Pointing dataset excerpts
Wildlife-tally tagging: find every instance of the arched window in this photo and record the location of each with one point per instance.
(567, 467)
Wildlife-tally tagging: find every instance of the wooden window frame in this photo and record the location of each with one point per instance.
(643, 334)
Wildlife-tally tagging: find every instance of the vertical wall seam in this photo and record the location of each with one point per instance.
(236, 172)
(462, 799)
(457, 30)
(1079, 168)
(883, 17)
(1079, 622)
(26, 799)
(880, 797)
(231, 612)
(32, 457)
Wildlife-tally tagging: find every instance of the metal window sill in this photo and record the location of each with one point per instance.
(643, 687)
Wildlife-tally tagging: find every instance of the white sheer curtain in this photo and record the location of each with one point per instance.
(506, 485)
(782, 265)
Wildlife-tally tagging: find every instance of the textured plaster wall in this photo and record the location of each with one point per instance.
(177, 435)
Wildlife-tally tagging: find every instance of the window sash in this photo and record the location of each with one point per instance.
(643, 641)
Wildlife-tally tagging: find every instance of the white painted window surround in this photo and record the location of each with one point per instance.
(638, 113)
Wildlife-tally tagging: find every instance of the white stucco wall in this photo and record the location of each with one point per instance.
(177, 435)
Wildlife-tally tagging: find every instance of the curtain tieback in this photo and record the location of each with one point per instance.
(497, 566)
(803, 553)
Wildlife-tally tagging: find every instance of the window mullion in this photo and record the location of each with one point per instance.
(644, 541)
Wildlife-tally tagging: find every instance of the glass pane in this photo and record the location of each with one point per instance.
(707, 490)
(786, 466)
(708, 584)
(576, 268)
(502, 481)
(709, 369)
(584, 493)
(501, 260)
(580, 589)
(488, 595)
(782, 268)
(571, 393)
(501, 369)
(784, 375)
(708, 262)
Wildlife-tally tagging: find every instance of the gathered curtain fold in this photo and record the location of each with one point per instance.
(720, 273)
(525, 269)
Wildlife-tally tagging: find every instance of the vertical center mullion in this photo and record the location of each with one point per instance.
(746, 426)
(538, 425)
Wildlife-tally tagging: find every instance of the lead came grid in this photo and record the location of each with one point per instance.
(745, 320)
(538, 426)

Task details: Scale the point coordinates in the lines from the one containing "Wildlife-tally tagging: find every instance of the lead" through the end of the lines by 1.7, rounding each result to a whole number with halves rounded up. Reproduce all of those lines, keeping the worded lines unchanged.

Exercise response:
Wildlife-tally tagging: find every instance of the lead came grid in this photo and record the location of each with one point per instance.
(1267, 544)
(915, 724)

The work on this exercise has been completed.